**Supplied data:**
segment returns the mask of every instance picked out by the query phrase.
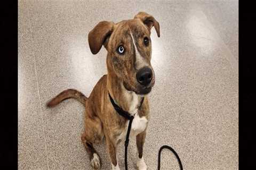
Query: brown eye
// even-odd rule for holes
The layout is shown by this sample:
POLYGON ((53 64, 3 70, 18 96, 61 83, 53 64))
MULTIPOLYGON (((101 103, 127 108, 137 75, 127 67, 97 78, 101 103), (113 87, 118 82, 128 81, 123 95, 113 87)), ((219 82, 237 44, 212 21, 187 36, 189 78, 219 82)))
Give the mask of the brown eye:
POLYGON ((147 37, 144 38, 143 41, 145 46, 147 46, 148 45, 148 44, 149 43, 149 40, 148 40, 148 38, 147 37))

**Goal:**
Render every line of the rows above as a JSON list of strings, one string per line, skipping blank lines and leaving out the pictures.

**The completed task:**
[
  "segment returns the mask of every instance picked out by the query phrase.",
  "Query: brown eye",
  "// even-odd rule for holes",
  "The layout is shown by this sample:",
  "POLYGON ((53 64, 3 70, 18 96, 61 83, 53 64))",
  "MULTIPOLYGON (((101 103, 127 108, 137 75, 127 67, 97 78, 101 103), (113 87, 118 82, 128 81, 123 95, 113 87)), ((219 82, 237 44, 212 21, 187 36, 189 78, 219 82)))",
  "Give the mask of the brown eye:",
  "POLYGON ((147 37, 144 38, 143 41, 145 46, 147 46, 148 45, 148 44, 149 43, 149 40, 148 40, 148 38, 147 37))"
]